PROBLEM STATEMENT
Extract, from the records beneath this instruction, each line that contains the word "towel".

TASK INPUTS

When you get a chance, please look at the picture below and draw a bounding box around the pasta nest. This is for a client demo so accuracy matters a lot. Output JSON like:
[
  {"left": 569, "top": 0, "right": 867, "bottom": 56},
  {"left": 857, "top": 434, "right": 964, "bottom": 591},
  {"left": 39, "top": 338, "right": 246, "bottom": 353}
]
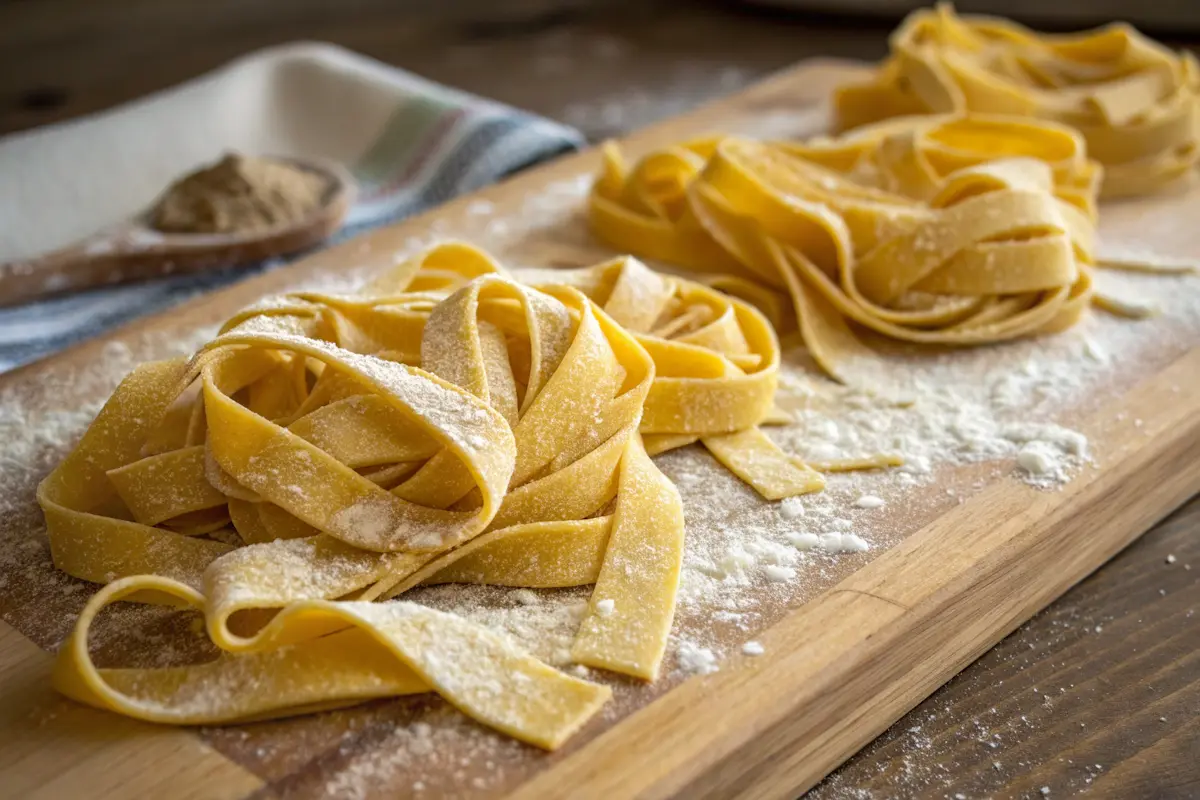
[
  {"left": 835, "top": 3, "right": 1200, "bottom": 198},
  {"left": 39, "top": 243, "right": 845, "bottom": 749},
  {"left": 588, "top": 114, "right": 1146, "bottom": 386},
  {"left": 41, "top": 244, "right": 690, "bottom": 749}
]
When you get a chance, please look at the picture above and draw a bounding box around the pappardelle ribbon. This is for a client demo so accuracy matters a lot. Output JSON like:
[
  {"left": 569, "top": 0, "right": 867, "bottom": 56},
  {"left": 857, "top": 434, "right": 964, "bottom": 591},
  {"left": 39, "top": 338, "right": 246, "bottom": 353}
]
[
  {"left": 520, "top": 256, "right": 830, "bottom": 499},
  {"left": 589, "top": 114, "right": 1158, "bottom": 387},
  {"left": 41, "top": 243, "right": 705, "bottom": 749},
  {"left": 835, "top": 3, "right": 1200, "bottom": 198}
]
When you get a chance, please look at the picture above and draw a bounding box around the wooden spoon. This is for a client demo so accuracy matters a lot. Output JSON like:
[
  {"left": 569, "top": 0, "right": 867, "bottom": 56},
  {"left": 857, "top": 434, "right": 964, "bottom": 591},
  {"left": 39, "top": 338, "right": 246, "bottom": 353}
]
[{"left": 0, "top": 157, "right": 354, "bottom": 308}]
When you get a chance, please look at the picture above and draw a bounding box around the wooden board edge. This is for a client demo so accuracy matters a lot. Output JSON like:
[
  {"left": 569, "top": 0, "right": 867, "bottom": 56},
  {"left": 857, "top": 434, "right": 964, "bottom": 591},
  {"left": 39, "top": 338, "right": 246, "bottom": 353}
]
[
  {"left": 508, "top": 347, "right": 1200, "bottom": 800},
  {"left": 0, "top": 57, "right": 872, "bottom": 392},
  {"left": 0, "top": 621, "right": 263, "bottom": 800}
]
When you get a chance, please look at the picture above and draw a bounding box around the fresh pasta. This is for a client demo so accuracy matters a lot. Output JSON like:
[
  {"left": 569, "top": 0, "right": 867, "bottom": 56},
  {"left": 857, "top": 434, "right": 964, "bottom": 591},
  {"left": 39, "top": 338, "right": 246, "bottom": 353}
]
[
  {"left": 42, "top": 243, "right": 696, "bottom": 749},
  {"left": 43, "top": 238, "right": 863, "bottom": 748},
  {"left": 835, "top": 4, "right": 1200, "bottom": 198},
  {"left": 588, "top": 114, "right": 1160, "bottom": 386},
  {"left": 45, "top": 6, "right": 1192, "bottom": 754},
  {"left": 519, "top": 256, "right": 828, "bottom": 499}
]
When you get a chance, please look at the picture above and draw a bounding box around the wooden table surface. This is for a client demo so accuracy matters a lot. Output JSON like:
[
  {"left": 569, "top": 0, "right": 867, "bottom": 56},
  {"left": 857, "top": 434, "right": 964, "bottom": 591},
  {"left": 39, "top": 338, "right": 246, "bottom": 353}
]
[{"left": 3, "top": 1, "right": 1198, "bottom": 797}]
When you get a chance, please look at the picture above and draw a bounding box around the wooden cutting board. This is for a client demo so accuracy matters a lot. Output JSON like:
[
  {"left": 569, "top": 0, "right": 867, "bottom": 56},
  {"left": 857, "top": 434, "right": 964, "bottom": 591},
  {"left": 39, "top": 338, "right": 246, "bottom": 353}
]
[{"left": 2, "top": 59, "right": 1199, "bottom": 800}]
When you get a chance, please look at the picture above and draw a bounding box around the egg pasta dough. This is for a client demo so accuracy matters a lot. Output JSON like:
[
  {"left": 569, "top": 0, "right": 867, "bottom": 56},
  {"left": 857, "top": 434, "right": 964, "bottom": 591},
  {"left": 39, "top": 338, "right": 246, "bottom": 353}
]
[
  {"left": 41, "top": 243, "right": 838, "bottom": 749},
  {"left": 835, "top": 4, "right": 1200, "bottom": 198},
  {"left": 590, "top": 114, "right": 1161, "bottom": 386}
]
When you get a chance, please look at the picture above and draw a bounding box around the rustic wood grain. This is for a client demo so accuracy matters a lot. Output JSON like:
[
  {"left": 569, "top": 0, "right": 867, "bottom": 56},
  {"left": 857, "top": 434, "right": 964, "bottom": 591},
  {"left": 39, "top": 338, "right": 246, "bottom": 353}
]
[
  {"left": 810, "top": 495, "right": 1200, "bottom": 799},
  {"left": 2, "top": 3, "right": 1199, "bottom": 795},
  {"left": 0, "top": 623, "right": 262, "bottom": 800},
  {"left": 508, "top": 349, "right": 1200, "bottom": 800}
]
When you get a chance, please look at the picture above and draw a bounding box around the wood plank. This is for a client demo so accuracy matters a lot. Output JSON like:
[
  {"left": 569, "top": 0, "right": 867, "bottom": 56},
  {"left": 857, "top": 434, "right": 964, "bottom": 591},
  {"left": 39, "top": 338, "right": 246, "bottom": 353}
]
[
  {"left": 0, "top": 56, "right": 1197, "bottom": 799},
  {"left": 0, "top": 623, "right": 262, "bottom": 800},
  {"left": 809, "top": 494, "right": 1200, "bottom": 798},
  {"left": 509, "top": 348, "right": 1200, "bottom": 799}
]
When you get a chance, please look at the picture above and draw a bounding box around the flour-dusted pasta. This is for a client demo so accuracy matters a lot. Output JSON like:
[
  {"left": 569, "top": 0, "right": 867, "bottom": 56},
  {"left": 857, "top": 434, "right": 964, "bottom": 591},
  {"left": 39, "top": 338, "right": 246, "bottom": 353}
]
[
  {"left": 589, "top": 114, "right": 1164, "bottom": 388},
  {"left": 835, "top": 4, "right": 1200, "bottom": 198},
  {"left": 42, "top": 243, "right": 703, "bottom": 749},
  {"left": 520, "top": 256, "right": 829, "bottom": 499}
]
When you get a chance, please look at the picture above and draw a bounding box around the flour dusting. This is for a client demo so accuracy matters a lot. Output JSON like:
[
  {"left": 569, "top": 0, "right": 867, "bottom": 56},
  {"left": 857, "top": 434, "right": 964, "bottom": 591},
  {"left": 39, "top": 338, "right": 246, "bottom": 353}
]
[{"left": 0, "top": 163, "right": 1197, "bottom": 796}]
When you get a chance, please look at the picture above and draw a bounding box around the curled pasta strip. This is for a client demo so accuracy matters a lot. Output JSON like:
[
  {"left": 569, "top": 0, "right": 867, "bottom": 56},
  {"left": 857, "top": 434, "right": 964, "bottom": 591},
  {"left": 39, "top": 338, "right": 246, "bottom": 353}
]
[
  {"left": 588, "top": 115, "right": 1143, "bottom": 386},
  {"left": 54, "top": 576, "right": 608, "bottom": 751},
  {"left": 41, "top": 243, "right": 696, "bottom": 748},
  {"left": 521, "top": 256, "right": 826, "bottom": 500},
  {"left": 835, "top": 3, "right": 1200, "bottom": 198}
]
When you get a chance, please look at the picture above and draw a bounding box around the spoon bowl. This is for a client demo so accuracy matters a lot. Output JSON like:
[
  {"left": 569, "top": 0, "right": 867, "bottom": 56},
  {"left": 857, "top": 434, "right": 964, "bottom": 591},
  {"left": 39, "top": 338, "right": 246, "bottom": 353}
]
[{"left": 0, "top": 156, "right": 354, "bottom": 308}]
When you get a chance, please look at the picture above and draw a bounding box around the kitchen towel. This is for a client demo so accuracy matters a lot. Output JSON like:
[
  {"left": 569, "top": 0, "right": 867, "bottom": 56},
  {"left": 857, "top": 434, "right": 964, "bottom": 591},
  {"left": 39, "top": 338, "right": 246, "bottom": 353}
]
[{"left": 0, "top": 42, "right": 583, "bottom": 373}]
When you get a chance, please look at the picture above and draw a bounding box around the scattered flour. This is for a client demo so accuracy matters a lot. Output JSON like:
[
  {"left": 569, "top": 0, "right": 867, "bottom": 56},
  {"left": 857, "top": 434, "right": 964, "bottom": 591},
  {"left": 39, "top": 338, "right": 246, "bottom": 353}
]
[
  {"left": 762, "top": 565, "right": 796, "bottom": 582},
  {"left": 676, "top": 641, "right": 720, "bottom": 675},
  {"left": 841, "top": 534, "right": 872, "bottom": 554},
  {"left": 778, "top": 496, "right": 806, "bottom": 519},
  {"left": 1016, "top": 441, "right": 1064, "bottom": 482},
  {"left": 663, "top": 245, "right": 1200, "bottom": 687},
  {"left": 0, "top": 120, "right": 1195, "bottom": 798},
  {"left": 512, "top": 589, "right": 539, "bottom": 606},
  {"left": 787, "top": 532, "right": 821, "bottom": 551}
]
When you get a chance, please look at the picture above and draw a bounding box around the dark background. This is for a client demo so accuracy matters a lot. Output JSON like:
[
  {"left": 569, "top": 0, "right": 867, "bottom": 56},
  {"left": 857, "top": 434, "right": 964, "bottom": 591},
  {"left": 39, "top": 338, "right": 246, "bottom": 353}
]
[{"left": 4, "top": 0, "right": 1200, "bottom": 138}]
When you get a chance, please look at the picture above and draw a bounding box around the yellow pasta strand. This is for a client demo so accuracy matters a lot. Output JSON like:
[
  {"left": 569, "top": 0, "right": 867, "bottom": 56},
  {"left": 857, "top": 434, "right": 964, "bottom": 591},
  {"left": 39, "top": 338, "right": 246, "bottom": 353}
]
[
  {"left": 55, "top": 576, "right": 609, "bottom": 750},
  {"left": 587, "top": 114, "right": 1154, "bottom": 388},
  {"left": 571, "top": 434, "right": 684, "bottom": 680},
  {"left": 42, "top": 243, "right": 715, "bottom": 749},
  {"left": 521, "top": 256, "right": 826, "bottom": 499},
  {"left": 835, "top": 3, "right": 1200, "bottom": 198}
]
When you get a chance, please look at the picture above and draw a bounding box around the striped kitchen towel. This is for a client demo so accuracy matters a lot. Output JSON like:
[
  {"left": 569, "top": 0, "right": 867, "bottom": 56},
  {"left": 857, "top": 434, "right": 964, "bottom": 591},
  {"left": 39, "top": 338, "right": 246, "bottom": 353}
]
[{"left": 0, "top": 43, "right": 583, "bottom": 373}]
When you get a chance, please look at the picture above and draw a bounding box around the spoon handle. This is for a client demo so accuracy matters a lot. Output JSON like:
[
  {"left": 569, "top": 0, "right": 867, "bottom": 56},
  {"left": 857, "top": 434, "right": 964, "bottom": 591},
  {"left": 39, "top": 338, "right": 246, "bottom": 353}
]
[
  {"left": 0, "top": 238, "right": 176, "bottom": 308},
  {"left": 0, "top": 230, "right": 289, "bottom": 309}
]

ANSWER SPACE
When you get a chance, please look at the picture above and draw a bounding box around the kitchen towel. This is for a client demo so accuracy matters a lot. Output JSON like:
When you get a chance, please look at the picture above and draw a bounding box around the striped kitchen towel. This is for a client demo so accuracy matters a lot. Output JSON like:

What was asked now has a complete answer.